━━ ТЕКСТ ДЛЯ ЧТЕНИЯ
Достоевский: «Трагедия и сатира — две сестры и идут рядом и имя им обеим, вместе взятым: правда» (24; 305).
Кто бесы?
…это все язвы, все миазмы, вся нечистота, все бесы и бесенята, накопившиеся <…> за века, за века!
Долгое время в критике нашей считалось, будто «Бесы» — это не социальный роман, что здесь, мол, вообще нет «униженных и оскорбленных», нет «бедных людей». Но что прежде всего, сильнее всего разоблачает Достоевский в той же шигалевщине-верховенщине, как не ее вопиющую антинародность, как не стремление еще сильнее унизить и оскорбить «девять десятых»? И это не социально?! Тут ведь именно о трагедии народной идет речь. А Хромоножка? Матреша? Разве это не образы предельно «униженных и оскорбленных»? Проклятие Хромоножки Ставрогину, кулачок Матреши — это ли не художественный символ всенародного проклятия Ставрогиным? В репликах мужиков на Девичьем поле, на площади перед собором, в присказках Юродивого («Борис Годунов») мы давно уже научились слышать суд, глас народа (даже в ремарке — «Народ безмолвствует»). Почему же не слышим этого в «Бесах», когда Достоевский здесь — и совершенно осознанно — идет от Пушкина (как и в «Преступлении и наказании»)? А взять ту же антинародность бесов «верхних», сатиру на них — и это не социально?! И разве нет здесь развития острейших и сложнейших социальных тем — преступления и наказания, веры и безверия? Или, может быть, думы о смысле духовного бытия человека и человечества, защита народа, защита «девяти десятых», защита нравственных идеалов, культуры, искусства, защита самой «жизни живой», наконец, — это все не социально?!
━━━━
━━ ЗАПИСИ
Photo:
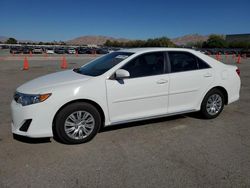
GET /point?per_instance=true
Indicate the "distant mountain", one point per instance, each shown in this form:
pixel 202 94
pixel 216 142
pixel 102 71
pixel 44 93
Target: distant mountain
pixel 91 39
pixel 192 38
pixel 3 38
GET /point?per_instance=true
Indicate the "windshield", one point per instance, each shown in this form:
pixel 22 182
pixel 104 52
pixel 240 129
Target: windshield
pixel 103 64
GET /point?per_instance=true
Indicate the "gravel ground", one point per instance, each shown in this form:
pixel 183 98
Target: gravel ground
pixel 179 151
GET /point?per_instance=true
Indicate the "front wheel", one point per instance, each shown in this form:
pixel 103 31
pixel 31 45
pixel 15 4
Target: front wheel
pixel 212 104
pixel 77 123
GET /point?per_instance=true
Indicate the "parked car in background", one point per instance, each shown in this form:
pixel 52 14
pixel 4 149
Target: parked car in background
pixel 15 50
pixel 82 50
pixel 71 51
pixel 60 50
pixel 102 51
pixel 123 86
pixel 37 50
pixel 26 50
pixel 245 53
pixel 49 50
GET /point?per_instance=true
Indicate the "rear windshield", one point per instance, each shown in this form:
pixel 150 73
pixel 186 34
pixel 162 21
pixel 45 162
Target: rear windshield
pixel 103 64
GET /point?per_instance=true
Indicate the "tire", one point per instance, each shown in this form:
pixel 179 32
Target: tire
pixel 77 123
pixel 212 104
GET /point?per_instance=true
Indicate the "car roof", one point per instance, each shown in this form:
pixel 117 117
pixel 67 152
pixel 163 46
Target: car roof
pixel 144 50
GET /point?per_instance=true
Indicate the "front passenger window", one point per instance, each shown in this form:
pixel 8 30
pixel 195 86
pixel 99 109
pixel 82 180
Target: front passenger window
pixel 182 61
pixel 146 65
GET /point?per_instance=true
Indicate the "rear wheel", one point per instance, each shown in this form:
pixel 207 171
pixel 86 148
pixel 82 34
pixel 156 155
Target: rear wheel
pixel 77 123
pixel 212 104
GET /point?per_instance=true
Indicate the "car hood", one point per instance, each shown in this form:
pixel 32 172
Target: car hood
pixel 51 81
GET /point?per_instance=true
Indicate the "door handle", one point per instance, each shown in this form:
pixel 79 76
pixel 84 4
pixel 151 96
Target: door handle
pixel 208 75
pixel 162 81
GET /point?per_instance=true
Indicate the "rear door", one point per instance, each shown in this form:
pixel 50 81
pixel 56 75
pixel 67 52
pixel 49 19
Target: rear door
pixel 189 79
pixel 144 93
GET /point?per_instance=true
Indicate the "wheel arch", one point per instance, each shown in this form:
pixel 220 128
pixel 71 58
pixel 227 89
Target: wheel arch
pixel 96 105
pixel 222 89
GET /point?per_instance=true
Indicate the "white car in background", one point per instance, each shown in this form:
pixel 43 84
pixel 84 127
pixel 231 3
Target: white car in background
pixel 123 86
pixel 71 51
pixel 50 51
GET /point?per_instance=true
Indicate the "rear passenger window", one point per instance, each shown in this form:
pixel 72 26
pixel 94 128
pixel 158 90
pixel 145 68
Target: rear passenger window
pixel 202 64
pixel 182 61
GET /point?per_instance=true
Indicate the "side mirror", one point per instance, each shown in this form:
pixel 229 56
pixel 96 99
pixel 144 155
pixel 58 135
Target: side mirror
pixel 121 73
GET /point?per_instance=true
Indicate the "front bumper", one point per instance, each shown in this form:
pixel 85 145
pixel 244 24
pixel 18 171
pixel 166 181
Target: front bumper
pixel 41 116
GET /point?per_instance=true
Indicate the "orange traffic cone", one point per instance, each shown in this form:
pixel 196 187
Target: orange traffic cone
pixel 64 64
pixel 25 64
pixel 238 59
pixel 217 57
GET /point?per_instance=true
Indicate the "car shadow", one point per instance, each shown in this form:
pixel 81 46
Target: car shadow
pixel 140 123
pixel 194 115
pixel 31 140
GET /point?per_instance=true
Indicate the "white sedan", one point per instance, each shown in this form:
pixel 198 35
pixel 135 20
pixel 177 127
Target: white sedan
pixel 123 86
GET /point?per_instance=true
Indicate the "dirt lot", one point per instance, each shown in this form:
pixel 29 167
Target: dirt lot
pixel 180 151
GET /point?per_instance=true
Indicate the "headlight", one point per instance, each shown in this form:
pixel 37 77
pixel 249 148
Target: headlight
pixel 27 99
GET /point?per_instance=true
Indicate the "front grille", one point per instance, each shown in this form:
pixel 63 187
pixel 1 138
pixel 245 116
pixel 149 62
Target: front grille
pixel 16 96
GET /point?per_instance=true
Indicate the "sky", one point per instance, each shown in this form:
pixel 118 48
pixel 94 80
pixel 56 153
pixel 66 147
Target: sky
pixel 48 20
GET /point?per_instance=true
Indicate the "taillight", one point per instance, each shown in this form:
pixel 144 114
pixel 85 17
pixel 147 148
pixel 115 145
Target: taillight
pixel 238 71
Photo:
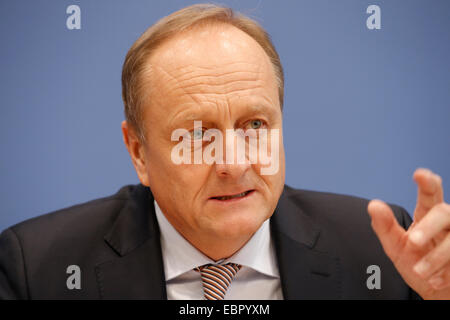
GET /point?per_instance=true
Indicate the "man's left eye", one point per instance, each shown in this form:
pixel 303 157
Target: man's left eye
pixel 255 124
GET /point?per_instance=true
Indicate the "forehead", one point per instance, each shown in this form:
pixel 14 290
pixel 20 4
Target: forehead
pixel 209 69
pixel 210 55
pixel 211 45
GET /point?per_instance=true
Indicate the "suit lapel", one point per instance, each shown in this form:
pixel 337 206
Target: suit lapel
pixel 306 271
pixel 137 272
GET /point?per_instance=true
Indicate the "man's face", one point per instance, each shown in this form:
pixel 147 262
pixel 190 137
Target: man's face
pixel 222 77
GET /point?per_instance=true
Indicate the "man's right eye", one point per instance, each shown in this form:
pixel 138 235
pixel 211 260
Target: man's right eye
pixel 197 134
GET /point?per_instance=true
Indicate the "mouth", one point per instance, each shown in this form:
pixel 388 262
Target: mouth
pixel 242 195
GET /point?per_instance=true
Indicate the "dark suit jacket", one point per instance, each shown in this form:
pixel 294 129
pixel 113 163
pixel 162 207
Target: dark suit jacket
pixel 324 244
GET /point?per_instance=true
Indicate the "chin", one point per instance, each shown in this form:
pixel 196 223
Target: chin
pixel 240 224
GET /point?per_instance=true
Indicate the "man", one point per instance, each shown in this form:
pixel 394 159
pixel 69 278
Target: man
pixel 224 229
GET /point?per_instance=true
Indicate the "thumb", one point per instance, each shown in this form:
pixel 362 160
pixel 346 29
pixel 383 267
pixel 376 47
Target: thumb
pixel 386 227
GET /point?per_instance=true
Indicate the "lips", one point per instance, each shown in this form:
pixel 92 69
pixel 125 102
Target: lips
pixel 235 196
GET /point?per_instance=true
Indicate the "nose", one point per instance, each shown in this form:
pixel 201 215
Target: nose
pixel 234 164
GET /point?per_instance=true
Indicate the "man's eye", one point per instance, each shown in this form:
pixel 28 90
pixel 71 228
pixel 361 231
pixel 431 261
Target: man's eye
pixel 197 134
pixel 256 124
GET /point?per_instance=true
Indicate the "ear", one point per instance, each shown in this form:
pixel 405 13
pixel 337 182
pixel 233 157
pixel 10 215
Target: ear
pixel 136 151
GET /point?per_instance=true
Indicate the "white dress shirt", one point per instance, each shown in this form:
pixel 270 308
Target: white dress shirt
pixel 257 279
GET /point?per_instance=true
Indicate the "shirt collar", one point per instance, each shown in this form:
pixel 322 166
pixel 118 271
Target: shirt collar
pixel 179 256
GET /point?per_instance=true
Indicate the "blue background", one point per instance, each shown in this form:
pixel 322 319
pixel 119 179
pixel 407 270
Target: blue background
pixel 363 108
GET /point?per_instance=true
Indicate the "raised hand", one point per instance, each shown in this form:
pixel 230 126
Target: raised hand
pixel 422 253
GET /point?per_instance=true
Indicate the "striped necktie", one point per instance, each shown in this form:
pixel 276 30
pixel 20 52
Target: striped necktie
pixel 216 279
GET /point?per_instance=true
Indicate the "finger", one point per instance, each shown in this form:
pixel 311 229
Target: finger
pixel 436 221
pixel 429 192
pixel 386 227
pixel 435 260
pixel 441 280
━━━━
== ЗАДАЧА ==
От какого писателя, согласно тексту для чтения, Достоевский совершенно осознанно идет в «Бесах»? Записи представляют собой самостоятельный материал, не связанный с текстом для чтения.

== РЕЗУЛЬТАТ ВЫПОЛНЕНИЯ ==
От Пушкина.